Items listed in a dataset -
Start of Block

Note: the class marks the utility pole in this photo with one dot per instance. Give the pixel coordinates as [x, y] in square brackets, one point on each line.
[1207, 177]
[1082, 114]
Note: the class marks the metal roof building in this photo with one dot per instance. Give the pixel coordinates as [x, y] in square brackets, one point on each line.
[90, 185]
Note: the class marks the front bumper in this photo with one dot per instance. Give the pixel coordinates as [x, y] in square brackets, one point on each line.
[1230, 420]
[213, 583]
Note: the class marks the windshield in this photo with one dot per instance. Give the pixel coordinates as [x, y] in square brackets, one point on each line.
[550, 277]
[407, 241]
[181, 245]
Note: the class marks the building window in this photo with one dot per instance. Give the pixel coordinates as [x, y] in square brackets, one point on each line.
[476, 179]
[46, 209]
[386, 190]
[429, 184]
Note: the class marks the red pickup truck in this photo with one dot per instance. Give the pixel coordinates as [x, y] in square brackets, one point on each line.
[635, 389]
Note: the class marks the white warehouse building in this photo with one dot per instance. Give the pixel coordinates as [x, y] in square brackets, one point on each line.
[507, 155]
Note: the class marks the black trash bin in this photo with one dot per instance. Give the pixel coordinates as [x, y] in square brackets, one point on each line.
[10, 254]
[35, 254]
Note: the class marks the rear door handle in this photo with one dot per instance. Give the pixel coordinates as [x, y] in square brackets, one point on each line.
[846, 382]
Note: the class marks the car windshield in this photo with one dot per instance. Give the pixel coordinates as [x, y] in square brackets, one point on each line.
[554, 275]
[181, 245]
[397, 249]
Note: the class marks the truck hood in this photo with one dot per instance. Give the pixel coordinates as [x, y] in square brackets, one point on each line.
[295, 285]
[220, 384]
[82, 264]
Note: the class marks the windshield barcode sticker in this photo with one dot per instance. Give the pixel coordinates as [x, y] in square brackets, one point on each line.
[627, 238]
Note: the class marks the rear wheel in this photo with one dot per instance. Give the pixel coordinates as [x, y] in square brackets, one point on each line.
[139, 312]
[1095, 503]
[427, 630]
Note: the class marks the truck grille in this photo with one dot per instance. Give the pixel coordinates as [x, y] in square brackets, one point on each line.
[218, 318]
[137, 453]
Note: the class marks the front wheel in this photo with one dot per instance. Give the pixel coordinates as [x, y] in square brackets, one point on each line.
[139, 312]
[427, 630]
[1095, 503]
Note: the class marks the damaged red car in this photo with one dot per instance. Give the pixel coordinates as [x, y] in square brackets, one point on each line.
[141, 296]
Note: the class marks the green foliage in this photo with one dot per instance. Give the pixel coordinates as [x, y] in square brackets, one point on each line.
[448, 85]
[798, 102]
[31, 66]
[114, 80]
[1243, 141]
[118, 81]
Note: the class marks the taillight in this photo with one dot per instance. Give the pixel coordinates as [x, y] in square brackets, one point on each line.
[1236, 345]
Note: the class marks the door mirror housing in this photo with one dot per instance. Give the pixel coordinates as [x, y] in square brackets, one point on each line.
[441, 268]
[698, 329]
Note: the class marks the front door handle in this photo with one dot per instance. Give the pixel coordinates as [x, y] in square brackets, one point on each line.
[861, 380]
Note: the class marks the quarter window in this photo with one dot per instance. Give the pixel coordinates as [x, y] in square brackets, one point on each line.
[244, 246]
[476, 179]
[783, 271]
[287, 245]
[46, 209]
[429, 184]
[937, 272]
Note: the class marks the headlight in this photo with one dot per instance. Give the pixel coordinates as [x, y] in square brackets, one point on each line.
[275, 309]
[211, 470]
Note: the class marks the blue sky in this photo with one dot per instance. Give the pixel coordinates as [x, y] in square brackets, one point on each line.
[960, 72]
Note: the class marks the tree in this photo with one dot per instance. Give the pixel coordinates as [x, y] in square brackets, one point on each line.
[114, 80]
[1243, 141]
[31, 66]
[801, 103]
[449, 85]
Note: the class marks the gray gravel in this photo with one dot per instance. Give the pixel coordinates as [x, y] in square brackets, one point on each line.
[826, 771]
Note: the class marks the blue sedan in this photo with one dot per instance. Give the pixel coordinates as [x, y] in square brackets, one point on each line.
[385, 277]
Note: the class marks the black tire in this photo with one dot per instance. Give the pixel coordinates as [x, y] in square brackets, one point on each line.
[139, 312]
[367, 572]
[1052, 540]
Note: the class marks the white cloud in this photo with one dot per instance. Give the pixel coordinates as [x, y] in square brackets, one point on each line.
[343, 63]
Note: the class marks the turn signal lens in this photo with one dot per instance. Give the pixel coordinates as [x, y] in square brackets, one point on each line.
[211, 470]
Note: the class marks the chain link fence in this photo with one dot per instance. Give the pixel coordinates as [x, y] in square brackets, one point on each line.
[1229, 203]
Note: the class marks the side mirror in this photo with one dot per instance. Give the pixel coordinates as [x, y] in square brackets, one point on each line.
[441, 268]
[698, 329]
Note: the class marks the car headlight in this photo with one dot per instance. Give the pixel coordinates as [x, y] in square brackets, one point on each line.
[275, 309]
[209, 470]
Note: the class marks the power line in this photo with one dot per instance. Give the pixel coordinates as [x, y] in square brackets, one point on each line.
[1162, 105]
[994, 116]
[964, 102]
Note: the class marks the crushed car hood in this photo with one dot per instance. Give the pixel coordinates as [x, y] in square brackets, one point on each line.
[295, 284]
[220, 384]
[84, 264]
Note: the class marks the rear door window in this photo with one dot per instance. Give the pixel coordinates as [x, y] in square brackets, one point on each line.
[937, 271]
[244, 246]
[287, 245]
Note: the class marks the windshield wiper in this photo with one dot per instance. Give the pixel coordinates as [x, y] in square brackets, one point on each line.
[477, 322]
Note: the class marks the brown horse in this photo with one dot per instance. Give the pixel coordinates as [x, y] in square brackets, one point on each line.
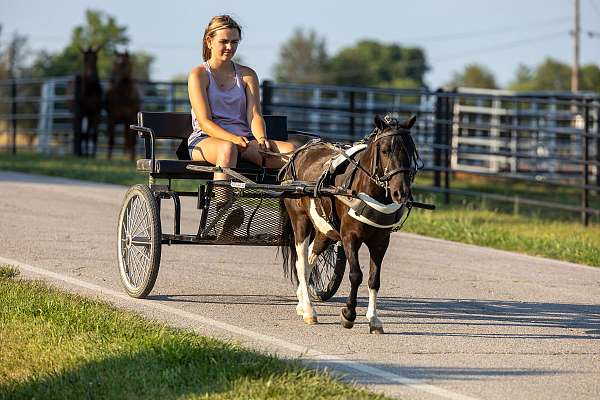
[380, 174]
[87, 105]
[122, 103]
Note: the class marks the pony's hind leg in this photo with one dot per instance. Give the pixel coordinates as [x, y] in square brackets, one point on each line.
[351, 246]
[318, 245]
[377, 250]
[315, 248]
[304, 270]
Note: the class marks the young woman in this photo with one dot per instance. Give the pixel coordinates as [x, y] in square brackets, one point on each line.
[225, 100]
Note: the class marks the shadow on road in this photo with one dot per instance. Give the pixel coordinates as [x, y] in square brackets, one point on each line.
[571, 321]
[494, 313]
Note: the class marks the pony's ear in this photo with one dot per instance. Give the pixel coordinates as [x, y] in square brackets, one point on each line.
[379, 122]
[409, 122]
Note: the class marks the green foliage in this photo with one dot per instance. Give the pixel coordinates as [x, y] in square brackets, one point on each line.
[555, 75]
[13, 56]
[535, 232]
[8, 271]
[302, 59]
[62, 346]
[474, 76]
[99, 30]
[370, 63]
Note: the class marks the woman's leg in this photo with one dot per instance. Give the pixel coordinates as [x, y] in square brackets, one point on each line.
[218, 152]
[253, 155]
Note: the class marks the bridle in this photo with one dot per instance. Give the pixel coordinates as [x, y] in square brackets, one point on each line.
[410, 152]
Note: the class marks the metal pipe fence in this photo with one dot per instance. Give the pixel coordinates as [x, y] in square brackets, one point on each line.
[543, 148]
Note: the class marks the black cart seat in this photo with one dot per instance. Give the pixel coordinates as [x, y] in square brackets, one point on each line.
[177, 126]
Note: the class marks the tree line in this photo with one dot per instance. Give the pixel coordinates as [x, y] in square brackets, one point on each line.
[303, 58]
[99, 30]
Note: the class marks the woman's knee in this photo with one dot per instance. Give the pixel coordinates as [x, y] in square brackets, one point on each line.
[227, 153]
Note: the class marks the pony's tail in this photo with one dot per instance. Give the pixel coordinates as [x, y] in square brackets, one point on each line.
[288, 247]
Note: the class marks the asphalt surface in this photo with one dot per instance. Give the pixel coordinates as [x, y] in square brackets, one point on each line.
[461, 321]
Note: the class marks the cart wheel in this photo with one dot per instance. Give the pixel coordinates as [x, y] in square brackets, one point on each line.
[139, 241]
[328, 273]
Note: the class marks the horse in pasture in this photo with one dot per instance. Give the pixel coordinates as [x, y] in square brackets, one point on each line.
[87, 104]
[122, 103]
[380, 171]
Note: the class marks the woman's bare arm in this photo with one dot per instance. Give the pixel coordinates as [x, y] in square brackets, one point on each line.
[197, 84]
[253, 111]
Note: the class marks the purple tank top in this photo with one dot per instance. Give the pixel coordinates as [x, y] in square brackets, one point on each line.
[227, 106]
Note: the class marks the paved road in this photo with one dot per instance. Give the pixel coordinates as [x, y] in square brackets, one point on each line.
[461, 321]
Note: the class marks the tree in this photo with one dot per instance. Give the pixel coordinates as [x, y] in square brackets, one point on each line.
[302, 59]
[553, 75]
[370, 63]
[13, 56]
[475, 76]
[99, 30]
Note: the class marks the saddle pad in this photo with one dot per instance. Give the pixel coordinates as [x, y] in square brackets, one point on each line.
[340, 160]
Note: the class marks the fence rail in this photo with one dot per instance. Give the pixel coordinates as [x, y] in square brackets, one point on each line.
[543, 139]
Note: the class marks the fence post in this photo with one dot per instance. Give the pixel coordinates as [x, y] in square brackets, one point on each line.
[267, 96]
[439, 131]
[449, 117]
[171, 97]
[586, 159]
[13, 111]
[46, 116]
[352, 111]
[597, 125]
[76, 112]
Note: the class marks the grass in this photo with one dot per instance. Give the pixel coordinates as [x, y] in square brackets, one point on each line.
[484, 226]
[63, 346]
[535, 231]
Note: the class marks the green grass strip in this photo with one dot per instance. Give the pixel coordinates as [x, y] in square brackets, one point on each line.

End of Block

What is needed -
Starting at the line that contains "Note: the class marks the fence rail", copy every line down to the last line of the records above, exactly as written.

Output of the exercise -
Note: the class marks the fence rail in this photo with one dot per instance. Give the pixel coordinates as [x, y] in square brackets, one point on each line.
[543, 139]
Note: the class marks the fence post in this photo with one dot per instance. Give the pixel coordinates as [x, y] in square brackets, one point on each line.
[267, 96]
[439, 131]
[449, 117]
[171, 97]
[586, 159]
[13, 111]
[46, 116]
[352, 111]
[597, 125]
[76, 112]
Note: the class marks the grass in this photo with one dot per instance. Give the pixel coordinates as [x, y] in square brackets, one point on each line.
[484, 226]
[63, 346]
[535, 231]
Note: the class marks the green grass strip in this photo with one dot per instance. Give the pixel coordinates as [x, y] in square brackets, one point on each line.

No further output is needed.